Lee Heung-kam (13 January 1932 – 4 January 2021) was a Hong Kong Cantonese opera and TVB actress.

Career
She joined the entertainment industry when she was 14 years old. Since 1960, she became known for being an antagonist in many Cantonese operas, films and TV drama series. This lasted until the 80's when her roles were re-typecasted as a kind mother or a spiteful mother-in-law.

Over 70 years in the acting profession, Lee has played the roles of mother, mother-in-law and grandmother of many famous Chinese actors and actresses. Each role has different personality and emotion, demonstrating her superb acting skills.

Lee was also the god-mother of many celebrities, for example Chow Yun-fat, Carol Cheng, Cherie Chung, Andy Lau, Maggie Cheung etc.

In 1972, Lee joined TVB. Lee was known for Enjoy Yourself Tonight. 

In 1974, Lee and Tam Ping-man, an actor and on-screen partner, co-founded a production company. One of their most popular duets is Can You Come Back, which was featured in the comedy Rose Rose I Love You in 1993, they performed this song many times on stage together.

Filmography
Aliases: Li Hsiang-Chun, Li Xiang-Jun

Films 
Thus is a partial list of films.
 1960 Lady Racketeer. 
 1960 Miss Pony-Tail 
 1960 Rear Entrance - Mandy Hui Shuk Wan
 1961 The Pistol - Lu Xiao-Yin
 1961 The Witch-Girl, He Yue'er 
 1961 The Golden Trumpet 
 1962 Dream of the Red Chamber - 1st Master's wife
 1962 The Mid-Nightmare 
 1962 Yang Kwei Fei - Lady Mei/Jiang Cai Pin
 1962 When Fortune Smiles 
 1963 The Love Eterne - Student
 1963 The Adulteress - Yang's Wife
 1963 Return of the Phoenix - Cheng Xue-E
 1963 Mid-Nightmare (Part 2) 
 1963 Boundan 
 1964 Comedy of Mismatches - Sun Zhuyi (Guest Star)
 1965 Move Over, Darling 
 1966 Dawn Will Come - Yan Qiurong
 1967 A Gifted Scholar and a Beautiful Maid (aka Merry Maid) 
 1967 The Golden Swallow 
 1967 The Long Journey Home - Madam Chui.

PROBLEM STATEMENT: According to the biography of Lee Heung-kam, who co-founded a production company with her in 1974?

GIVEN INFORMATION:
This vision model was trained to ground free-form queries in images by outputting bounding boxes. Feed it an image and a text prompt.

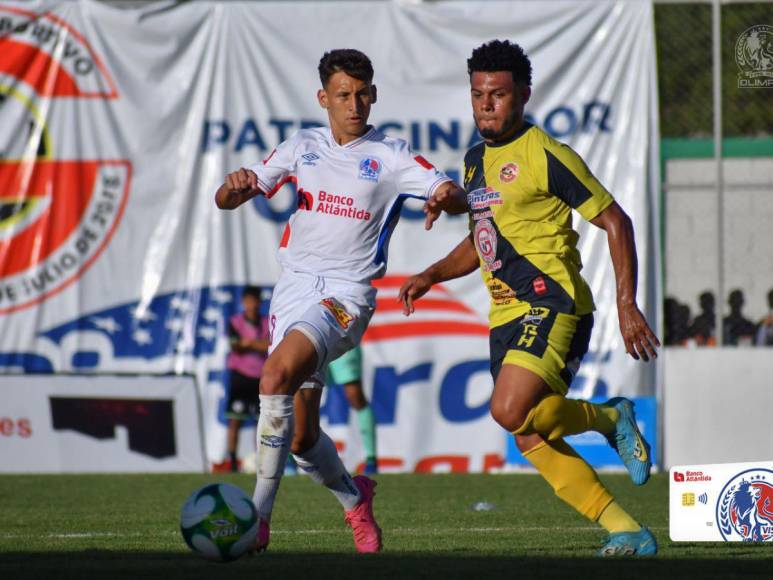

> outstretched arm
[590,202,660,361]
[397,235,480,316]
[215,168,263,209]
[424,181,467,230]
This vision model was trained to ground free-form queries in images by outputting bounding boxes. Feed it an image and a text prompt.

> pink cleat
[255,520,271,552]
[344,475,381,554]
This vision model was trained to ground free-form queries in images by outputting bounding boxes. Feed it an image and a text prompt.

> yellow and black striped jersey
[464,123,614,328]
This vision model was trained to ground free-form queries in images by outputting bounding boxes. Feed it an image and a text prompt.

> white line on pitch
[0,526,668,540]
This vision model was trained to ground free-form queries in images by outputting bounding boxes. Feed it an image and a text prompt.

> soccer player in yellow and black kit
[400,40,660,556]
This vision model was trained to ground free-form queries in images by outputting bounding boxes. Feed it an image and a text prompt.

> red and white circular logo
[0,6,131,314]
[499,162,518,183]
[475,219,497,264]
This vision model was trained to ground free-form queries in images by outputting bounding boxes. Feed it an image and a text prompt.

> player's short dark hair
[242,286,261,300]
[467,40,531,87]
[317,48,373,87]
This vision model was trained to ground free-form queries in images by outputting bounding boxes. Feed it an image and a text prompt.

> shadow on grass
[0,545,773,580]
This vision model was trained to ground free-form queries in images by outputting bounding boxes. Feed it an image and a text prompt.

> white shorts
[268,270,376,388]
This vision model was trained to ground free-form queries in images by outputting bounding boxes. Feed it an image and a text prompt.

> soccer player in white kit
[215,49,467,552]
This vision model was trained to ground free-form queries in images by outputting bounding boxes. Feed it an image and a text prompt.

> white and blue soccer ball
[180,483,258,562]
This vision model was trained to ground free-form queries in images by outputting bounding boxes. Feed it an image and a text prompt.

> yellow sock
[599,500,641,533]
[514,394,618,441]
[523,439,614,522]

YOUR SOLUTION: Tam Ping-man, an actor and her on-screen partner.